### TASK OBJECTIVE
Gather every line in the records below that contains the string "building", and copy each one in full. Case counts, so a line matches only if it has that exact capitalization.

Point-based annotation data
■ ■ ■ ■ ■ ■ ■

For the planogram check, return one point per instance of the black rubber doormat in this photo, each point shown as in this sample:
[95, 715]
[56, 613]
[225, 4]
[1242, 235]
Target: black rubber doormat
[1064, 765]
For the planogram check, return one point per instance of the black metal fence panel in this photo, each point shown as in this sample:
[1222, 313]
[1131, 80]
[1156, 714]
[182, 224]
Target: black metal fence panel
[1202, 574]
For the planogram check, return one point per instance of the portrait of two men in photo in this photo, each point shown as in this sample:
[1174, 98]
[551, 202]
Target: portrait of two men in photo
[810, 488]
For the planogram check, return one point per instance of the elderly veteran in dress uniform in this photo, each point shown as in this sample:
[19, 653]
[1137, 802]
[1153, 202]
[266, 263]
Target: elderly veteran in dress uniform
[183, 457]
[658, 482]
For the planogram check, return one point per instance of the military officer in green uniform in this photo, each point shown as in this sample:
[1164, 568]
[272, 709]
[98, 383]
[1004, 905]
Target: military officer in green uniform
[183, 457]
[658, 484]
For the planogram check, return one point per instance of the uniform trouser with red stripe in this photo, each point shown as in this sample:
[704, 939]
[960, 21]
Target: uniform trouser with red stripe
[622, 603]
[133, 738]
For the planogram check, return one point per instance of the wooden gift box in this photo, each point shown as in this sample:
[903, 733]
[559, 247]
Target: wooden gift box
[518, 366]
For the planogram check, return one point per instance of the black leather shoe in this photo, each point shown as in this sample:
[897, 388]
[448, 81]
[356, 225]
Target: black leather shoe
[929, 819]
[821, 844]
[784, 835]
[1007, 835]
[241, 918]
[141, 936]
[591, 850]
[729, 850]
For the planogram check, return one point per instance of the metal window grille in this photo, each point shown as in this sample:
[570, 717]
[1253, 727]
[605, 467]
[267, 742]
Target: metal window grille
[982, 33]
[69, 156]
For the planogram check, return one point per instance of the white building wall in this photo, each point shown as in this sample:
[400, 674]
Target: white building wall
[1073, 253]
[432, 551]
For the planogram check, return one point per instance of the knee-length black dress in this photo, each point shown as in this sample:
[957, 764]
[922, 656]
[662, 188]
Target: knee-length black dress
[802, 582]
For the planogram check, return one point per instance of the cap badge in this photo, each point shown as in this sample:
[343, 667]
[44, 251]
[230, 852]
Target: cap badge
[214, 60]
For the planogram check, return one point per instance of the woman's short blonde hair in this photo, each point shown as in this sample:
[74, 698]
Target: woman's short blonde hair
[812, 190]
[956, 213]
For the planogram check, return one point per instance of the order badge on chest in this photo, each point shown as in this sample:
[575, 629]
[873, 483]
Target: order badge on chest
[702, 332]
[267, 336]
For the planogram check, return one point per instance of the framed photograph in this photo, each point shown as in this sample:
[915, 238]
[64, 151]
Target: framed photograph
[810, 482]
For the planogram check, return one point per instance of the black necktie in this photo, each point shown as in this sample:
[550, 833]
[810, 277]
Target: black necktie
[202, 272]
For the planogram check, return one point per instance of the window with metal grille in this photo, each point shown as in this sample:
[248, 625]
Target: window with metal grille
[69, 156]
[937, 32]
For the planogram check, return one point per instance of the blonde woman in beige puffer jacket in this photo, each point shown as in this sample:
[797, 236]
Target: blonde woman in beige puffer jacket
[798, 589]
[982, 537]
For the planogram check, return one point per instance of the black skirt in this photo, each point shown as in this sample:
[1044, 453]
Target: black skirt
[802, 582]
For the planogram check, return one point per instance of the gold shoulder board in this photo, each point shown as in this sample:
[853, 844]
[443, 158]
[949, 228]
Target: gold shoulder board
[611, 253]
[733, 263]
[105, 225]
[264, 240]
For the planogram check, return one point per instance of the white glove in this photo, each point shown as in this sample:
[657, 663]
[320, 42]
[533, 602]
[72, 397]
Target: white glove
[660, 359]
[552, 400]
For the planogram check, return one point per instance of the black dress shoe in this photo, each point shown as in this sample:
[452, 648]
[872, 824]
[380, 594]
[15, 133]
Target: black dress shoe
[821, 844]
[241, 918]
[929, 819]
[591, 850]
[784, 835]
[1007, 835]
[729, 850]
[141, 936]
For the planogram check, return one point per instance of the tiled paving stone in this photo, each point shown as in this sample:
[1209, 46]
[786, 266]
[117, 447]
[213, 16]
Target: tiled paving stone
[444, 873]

■ ■ ■ ■ ■ ■ ■

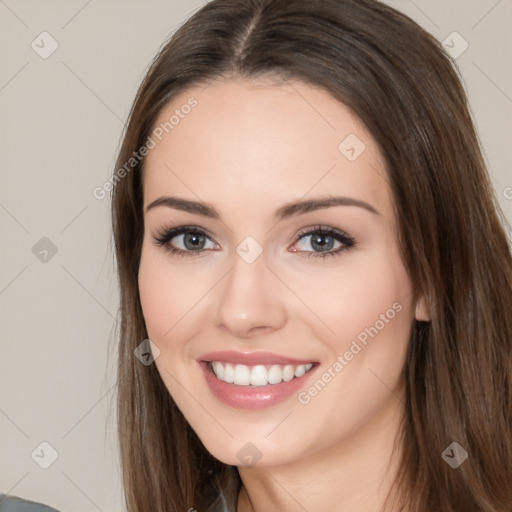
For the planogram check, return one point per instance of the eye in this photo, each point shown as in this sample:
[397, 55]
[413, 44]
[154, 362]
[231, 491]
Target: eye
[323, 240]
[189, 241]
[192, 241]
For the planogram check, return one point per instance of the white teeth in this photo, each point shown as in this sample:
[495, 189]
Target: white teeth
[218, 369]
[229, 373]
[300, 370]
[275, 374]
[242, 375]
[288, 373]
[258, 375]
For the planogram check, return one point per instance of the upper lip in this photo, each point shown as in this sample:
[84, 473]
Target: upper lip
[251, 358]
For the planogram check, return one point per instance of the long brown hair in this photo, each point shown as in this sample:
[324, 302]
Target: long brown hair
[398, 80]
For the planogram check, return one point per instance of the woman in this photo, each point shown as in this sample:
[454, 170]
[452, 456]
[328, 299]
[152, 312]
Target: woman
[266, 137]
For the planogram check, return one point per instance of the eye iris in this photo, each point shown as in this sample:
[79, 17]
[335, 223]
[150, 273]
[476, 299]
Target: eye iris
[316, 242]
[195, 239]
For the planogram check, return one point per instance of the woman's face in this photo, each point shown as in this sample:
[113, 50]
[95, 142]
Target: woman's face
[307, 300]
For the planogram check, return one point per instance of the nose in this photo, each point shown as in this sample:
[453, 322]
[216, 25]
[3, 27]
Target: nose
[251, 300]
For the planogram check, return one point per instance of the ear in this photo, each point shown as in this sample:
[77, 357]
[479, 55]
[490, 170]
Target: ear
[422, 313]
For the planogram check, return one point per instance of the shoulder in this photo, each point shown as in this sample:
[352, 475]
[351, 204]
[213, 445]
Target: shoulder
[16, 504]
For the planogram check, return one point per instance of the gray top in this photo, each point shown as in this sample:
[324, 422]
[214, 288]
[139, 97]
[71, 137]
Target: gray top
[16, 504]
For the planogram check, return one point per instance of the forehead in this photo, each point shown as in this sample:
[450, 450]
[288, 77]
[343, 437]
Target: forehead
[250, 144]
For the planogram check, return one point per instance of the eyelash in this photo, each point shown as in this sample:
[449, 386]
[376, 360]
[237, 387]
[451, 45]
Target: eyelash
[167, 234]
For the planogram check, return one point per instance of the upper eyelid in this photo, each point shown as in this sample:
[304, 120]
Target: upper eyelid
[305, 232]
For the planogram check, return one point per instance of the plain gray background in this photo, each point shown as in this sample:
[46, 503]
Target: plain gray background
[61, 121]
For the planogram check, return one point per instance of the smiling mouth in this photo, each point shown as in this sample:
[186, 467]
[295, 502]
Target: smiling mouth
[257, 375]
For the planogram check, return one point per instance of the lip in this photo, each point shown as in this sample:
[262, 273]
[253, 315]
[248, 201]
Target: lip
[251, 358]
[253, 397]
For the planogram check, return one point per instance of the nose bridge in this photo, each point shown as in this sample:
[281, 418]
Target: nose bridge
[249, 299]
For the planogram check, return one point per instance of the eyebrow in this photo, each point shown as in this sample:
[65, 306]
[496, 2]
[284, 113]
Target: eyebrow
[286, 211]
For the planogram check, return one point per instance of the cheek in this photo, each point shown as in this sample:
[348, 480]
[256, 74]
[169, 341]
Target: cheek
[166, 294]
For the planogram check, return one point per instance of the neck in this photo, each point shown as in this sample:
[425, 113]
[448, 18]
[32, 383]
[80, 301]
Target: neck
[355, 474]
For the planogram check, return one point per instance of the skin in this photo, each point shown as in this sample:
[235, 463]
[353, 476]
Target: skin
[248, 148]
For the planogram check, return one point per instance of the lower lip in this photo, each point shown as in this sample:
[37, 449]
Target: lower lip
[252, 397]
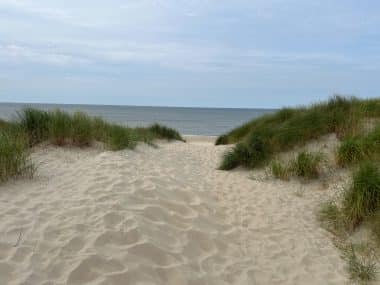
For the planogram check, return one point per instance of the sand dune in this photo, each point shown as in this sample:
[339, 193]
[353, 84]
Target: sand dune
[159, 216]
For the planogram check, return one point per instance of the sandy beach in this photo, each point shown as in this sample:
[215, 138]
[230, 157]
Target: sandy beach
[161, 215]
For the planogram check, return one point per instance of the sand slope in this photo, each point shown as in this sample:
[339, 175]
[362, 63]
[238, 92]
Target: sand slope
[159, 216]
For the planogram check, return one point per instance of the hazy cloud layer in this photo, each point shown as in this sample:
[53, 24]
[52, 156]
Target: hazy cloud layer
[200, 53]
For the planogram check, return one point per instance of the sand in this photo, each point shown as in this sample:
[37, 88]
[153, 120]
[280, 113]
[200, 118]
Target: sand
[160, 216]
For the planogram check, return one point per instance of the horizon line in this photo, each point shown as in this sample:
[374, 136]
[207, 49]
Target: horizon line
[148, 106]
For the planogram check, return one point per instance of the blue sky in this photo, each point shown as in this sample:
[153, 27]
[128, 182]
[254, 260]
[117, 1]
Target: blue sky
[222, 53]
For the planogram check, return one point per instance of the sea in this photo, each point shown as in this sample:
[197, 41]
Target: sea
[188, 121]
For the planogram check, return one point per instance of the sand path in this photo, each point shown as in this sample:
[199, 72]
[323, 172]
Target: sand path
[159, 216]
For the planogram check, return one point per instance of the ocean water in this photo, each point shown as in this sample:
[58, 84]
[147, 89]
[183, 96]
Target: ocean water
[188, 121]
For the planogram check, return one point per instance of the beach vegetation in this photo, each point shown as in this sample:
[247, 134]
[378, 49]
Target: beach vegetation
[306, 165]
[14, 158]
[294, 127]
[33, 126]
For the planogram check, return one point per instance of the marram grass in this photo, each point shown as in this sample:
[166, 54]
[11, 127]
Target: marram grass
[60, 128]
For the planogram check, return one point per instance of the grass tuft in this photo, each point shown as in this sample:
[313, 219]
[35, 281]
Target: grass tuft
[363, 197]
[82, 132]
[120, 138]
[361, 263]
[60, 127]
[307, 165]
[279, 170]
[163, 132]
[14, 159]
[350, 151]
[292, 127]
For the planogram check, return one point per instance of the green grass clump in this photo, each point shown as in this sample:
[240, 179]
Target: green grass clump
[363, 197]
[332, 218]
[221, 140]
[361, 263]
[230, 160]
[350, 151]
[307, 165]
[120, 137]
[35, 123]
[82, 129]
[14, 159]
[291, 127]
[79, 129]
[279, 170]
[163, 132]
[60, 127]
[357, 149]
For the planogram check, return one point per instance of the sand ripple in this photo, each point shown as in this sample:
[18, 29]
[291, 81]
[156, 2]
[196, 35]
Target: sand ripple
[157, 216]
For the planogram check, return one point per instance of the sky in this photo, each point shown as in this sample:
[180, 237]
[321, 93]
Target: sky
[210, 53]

■ ■ ■ ■ ■ ■ ■

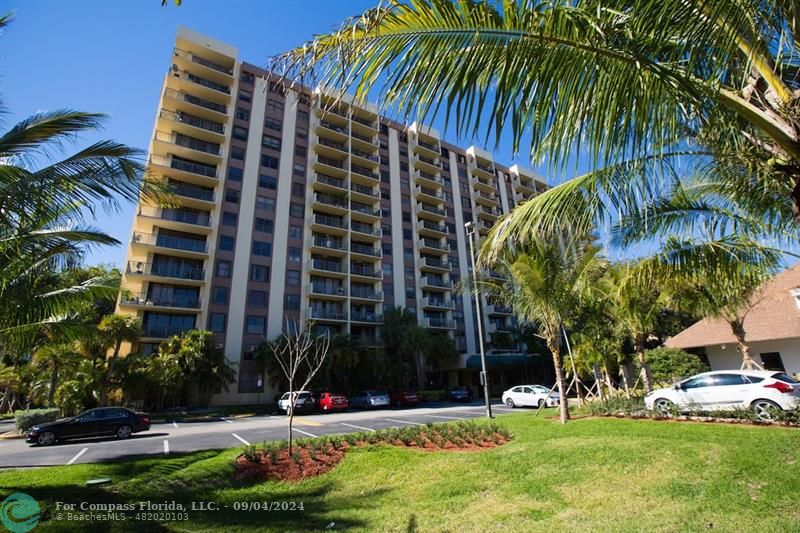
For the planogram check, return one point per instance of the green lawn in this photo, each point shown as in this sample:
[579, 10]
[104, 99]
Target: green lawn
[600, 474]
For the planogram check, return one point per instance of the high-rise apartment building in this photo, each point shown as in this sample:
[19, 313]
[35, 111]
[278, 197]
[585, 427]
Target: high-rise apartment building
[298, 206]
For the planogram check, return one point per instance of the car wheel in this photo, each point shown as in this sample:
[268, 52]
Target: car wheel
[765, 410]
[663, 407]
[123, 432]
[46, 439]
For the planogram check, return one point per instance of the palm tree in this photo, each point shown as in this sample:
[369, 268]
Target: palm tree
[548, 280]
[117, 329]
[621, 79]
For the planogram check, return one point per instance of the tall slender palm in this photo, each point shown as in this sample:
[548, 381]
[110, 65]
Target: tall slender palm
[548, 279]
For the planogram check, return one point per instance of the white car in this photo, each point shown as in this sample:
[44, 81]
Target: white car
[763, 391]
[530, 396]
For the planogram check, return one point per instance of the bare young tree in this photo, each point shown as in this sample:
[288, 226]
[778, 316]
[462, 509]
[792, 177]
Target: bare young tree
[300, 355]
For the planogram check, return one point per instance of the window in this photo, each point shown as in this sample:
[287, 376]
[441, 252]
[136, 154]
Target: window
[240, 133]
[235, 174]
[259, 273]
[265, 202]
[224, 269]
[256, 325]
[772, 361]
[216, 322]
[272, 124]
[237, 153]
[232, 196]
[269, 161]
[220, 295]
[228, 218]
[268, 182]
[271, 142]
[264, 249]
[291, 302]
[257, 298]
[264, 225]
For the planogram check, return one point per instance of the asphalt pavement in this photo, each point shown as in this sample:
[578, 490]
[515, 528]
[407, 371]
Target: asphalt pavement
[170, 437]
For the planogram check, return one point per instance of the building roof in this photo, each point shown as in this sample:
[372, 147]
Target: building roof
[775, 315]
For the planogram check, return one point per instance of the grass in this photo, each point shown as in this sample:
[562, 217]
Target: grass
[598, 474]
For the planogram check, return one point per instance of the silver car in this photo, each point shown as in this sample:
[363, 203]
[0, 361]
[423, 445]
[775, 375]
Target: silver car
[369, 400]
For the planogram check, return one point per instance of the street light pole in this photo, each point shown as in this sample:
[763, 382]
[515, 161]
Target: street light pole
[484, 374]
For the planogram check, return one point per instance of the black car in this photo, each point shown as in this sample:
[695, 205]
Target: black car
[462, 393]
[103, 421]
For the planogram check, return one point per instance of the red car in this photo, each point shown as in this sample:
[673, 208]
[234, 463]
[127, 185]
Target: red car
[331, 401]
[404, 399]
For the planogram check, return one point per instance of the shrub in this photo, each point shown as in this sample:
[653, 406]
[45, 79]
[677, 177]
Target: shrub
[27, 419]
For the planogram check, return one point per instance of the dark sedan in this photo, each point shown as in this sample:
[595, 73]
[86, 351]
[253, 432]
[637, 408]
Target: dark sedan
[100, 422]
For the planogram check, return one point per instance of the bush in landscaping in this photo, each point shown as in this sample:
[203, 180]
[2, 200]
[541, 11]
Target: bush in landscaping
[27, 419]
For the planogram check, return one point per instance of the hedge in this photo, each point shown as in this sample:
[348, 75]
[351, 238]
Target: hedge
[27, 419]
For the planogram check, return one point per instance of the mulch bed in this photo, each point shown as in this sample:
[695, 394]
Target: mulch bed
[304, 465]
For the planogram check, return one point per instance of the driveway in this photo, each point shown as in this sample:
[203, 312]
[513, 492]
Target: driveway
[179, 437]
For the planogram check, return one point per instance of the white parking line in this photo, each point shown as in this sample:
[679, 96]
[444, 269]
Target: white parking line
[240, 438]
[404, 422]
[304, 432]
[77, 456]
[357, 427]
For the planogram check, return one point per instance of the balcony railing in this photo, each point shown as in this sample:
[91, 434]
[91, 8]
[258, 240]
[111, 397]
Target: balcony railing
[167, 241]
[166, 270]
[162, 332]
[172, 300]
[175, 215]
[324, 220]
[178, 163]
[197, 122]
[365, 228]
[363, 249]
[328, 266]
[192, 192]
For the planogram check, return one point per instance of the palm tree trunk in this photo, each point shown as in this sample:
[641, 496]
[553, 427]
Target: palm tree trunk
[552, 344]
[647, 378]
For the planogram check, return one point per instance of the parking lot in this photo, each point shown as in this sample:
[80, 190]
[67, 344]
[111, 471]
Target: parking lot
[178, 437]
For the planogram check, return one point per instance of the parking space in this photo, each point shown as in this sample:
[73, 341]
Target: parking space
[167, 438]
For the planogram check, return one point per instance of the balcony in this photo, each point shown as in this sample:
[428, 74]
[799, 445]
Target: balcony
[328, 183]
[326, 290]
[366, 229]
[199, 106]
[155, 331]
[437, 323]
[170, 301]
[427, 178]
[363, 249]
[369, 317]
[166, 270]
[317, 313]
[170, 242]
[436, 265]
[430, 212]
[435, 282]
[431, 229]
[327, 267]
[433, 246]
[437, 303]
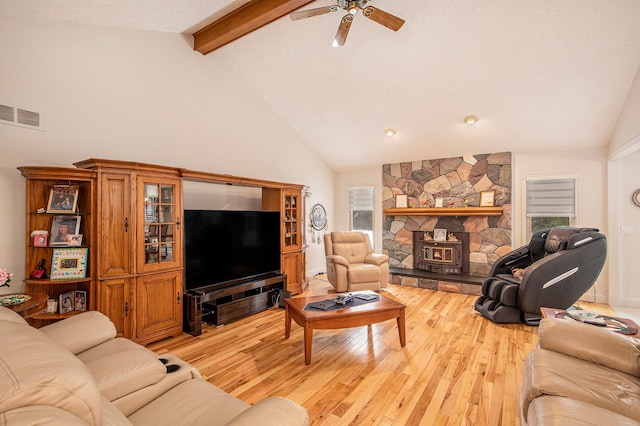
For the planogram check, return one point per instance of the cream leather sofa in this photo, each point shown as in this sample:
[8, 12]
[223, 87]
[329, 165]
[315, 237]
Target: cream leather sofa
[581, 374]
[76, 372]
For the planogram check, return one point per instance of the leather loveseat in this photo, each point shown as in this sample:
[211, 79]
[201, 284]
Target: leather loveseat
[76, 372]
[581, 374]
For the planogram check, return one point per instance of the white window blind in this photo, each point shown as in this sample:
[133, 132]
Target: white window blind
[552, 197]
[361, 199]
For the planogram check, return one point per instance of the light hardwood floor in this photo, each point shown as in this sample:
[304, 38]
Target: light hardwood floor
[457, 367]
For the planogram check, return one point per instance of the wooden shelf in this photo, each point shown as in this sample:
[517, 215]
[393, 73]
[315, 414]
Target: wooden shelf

■ ■ ■ ■ ■ ■ ■

### SOLUTION FOR THIS TASK
For the planogram check, return one point per instance of the white building wall in this photo, each point shown as in this sample:
Target: white building wall
For the planogram check, return one point per instance of the high-rise apartment building in this photo, each point shown as in this sample:
Target: high-rise apartment building
For the planogram check, return one point per instance of the building roof in this photo, each point shown as in this sample:
Target: building roof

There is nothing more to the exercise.